#### DOCUMENT

Travels with My Father: Life, Death, and a Psychic Detective

Travels with My Father: Life, Death, and a Psychic Detective, by Nancy Myer, was published in 2013 by GoodKnight Books, Imprint of Paladin Communications, Pittsburgh, Pennsylvania.

“Life is full of wonderful mysteries that no one understands, one in particular being what happens after death,” writes Nancy Myer (formerly Nancy Czetli) in the Prologue of her book. “I help to locate missing wills – and missing people’s bodies. Sometimes, this incredible help from the other side of death reveals murderers to me. This is how life unfolds for me. Through my job, my experiences, and the many accounts I’ve heard from others of loved ones reaching back across the divide, I have become certain that love survives death.”

An earlier 1993 book by Nancy Myer-Czetli and Steve Czetli, Silent Witness, details her experiences working with law enforcement as a psychic detective. In addition, the program and internet site, Unsolved Mysteries, disclose the fact that she had consulted with the police on more than 300 criminal cases. These and numerous other sources, including YouTube videos, leave little doubt about her psychic abilities. Travels with My Father is a more personal account of her life and the extraordinary, ongoing communications and direct guidance she has received from her father after his death. In the Prologue she writes that this should not come as a surprise to anyone any longer. “If you have experienced incredible visits from the other side, you are not alone. You and I and many others can celebrate this part of life with the joyful awareness that death does not stop love.” 

Her father, Fredric Myer, died unexpectedly of a heart attack at the age of 54. He had been with the U.S. Foreign Service (USAID, founded by John F. Kennedy), and Nancy and her mother and sister travelled extensively with him to Brazil, Chile, Ecuador, Afghanistan and Lebanon. Later, her father became head of vocational agriculture for the State of Delaware.

In Chapter Four, regarding her father’s “ghostly visits,” which she experiences initially as coldness, she explains that the visits begin with his voice, “strong and clear right beside me.” Then she sees him as he appeared in life.

########

__GIVEN TASK 1__.
According to the review, at what age did Fredric Myer die?
__GIVEN TASK 2__.
Copy out the rows word for word, starting at the line that contains "Return one point per instance of the bird's yellow" and stopping after the line that contains "[(601, 188), (210, 196), (322, 45)]", with the pictures left out.

#### SUPPLIED DATA

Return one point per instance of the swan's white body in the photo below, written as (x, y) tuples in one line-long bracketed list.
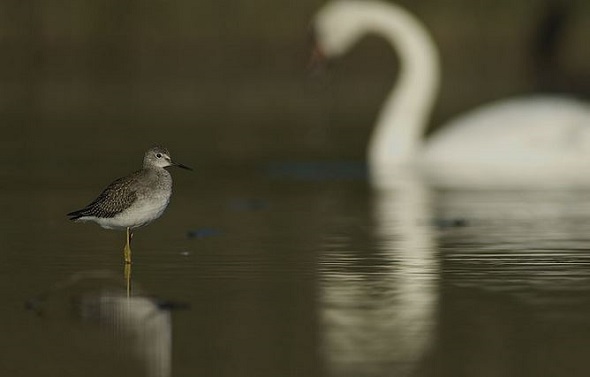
[(537, 141)]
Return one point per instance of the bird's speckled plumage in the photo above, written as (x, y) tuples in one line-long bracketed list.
[(134, 200)]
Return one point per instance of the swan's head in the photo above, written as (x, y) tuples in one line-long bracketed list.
[(337, 27)]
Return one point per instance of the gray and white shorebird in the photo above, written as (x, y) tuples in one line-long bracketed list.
[(134, 200)]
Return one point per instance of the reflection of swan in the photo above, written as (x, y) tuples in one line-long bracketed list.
[(517, 142), (380, 306)]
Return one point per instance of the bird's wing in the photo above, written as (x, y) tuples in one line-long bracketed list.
[(118, 196)]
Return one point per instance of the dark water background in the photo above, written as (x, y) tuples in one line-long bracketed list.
[(275, 257)]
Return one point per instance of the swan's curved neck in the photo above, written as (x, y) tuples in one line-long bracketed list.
[(406, 110)]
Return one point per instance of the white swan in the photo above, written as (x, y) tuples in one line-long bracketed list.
[(536, 141)]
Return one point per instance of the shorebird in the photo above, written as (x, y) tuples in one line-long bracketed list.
[(134, 200)]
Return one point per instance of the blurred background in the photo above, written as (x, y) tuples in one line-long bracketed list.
[(228, 80), (317, 277)]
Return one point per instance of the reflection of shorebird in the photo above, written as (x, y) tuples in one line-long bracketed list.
[(139, 323), (529, 141), (135, 200)]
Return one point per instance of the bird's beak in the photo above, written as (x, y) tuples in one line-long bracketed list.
[(181, 166)]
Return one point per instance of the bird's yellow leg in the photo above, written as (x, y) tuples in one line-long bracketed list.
[(127, 274), (127, 249)]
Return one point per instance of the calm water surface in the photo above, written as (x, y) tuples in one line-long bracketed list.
[(259, 275)]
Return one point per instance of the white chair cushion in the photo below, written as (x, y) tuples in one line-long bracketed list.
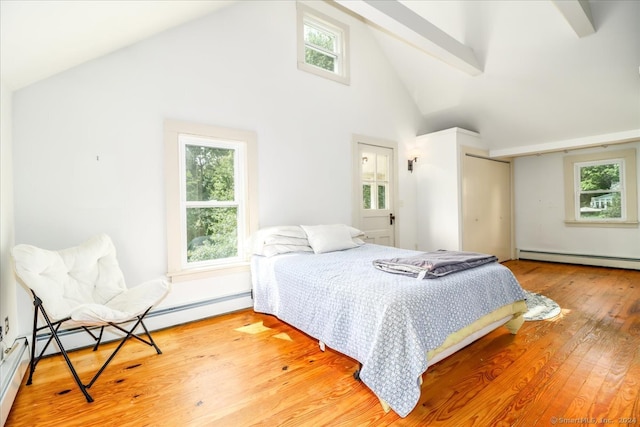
[(84, 282)]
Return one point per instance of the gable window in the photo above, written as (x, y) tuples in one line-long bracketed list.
[(601, 188), (210, 196), (322, 45)]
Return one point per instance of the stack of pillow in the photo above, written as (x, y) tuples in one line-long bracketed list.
[(306, 238)]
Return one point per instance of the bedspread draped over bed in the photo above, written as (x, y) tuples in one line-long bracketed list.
[(387, 322)]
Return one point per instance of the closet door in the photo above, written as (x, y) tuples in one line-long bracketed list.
[(486, 206)]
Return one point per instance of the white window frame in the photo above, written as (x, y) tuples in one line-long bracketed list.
[(177, 134), (628, 188), (307, 15)]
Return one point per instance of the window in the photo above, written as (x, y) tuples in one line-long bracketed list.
[(210, 196), (601, 189), (322, 45)]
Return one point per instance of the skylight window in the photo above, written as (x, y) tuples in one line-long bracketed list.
[(322, 45)]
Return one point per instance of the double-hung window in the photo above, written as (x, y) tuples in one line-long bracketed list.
[(322, 45), (210, 205), (600, 189)]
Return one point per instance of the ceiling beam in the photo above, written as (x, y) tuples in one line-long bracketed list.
[(397, 19), (578, 14)]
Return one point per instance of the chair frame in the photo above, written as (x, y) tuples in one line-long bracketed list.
[(53, 327)]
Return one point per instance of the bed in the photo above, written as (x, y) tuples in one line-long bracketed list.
[(395, 326)]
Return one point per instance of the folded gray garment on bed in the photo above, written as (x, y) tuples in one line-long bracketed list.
[(431, 265)]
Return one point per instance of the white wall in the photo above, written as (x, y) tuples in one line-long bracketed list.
[(8, 305), (539, 212), (88, 150)]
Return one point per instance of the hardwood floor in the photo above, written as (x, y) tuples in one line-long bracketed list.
[(580, 368)]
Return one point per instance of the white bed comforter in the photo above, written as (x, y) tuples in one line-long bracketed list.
[(387, 322)]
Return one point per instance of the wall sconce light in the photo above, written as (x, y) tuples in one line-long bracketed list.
[(411, 162)]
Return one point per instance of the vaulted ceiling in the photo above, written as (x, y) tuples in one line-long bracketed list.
[(529, 76)]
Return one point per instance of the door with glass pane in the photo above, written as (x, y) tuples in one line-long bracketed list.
[(375, 193)]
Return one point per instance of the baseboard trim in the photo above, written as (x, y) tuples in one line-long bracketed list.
[(584, 259), (12, 371)]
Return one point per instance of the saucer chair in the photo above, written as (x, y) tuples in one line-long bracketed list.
[(83, 287)]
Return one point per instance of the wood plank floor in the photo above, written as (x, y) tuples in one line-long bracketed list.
[(580, 368)]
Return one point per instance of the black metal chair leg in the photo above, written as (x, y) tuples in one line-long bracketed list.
[(32, 364), (82, 387), (99, 339)]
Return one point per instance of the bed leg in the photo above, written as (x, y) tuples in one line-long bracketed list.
[(356, 374), (385, 406), (514, 324)]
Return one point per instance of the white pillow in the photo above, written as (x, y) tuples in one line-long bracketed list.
[(271, 235), (329, 238)]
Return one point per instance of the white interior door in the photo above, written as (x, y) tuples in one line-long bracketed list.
[(375, 193), (486, 206)]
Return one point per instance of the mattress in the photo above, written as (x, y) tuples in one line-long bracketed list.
[(389, 323)]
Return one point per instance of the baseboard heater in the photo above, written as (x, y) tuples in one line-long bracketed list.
[(595, 260)]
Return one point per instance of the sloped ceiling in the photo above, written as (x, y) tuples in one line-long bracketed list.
[(540, 87)]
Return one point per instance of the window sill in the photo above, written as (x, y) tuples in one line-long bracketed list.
[(207, 272), (603, 224)]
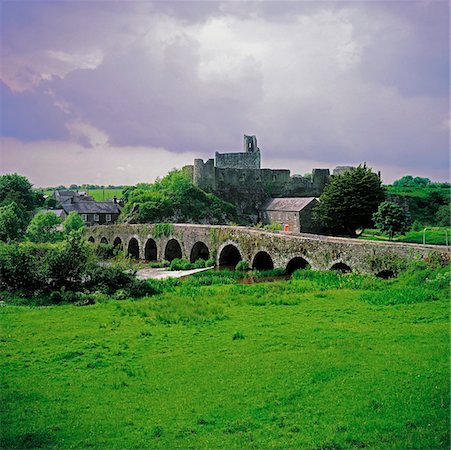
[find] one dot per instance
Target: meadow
(320, 361)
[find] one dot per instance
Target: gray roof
(92, 207)
(288, 203)
(67, 196)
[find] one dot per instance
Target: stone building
(294, 214)
(91, 212)
(238, 178)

########

__TASK RESULT 1__.
He died at the age of 54.

__TASK RESULT 2__.
Return one point per instance of the bird's yellow leg in the photo above, written as (x, y) tuples in one line-long bracketed list.
[(127, 274), (127, 249)]
Return one point per instance of the calm water surface in the photo above, written as (x, y) tuples in one line-long bracketed list.
[(259, 275)]
Return one point per instance of the white chair cushion in the photo below, written as (x, y) tuples in one line-long bracketed list.
[(84, 282)]
Return one point per instance of the gable window in the photo above, written as (x, y) tuples in one line-long bracketed list.
[(601, 188), (210, 196), (322, 45)]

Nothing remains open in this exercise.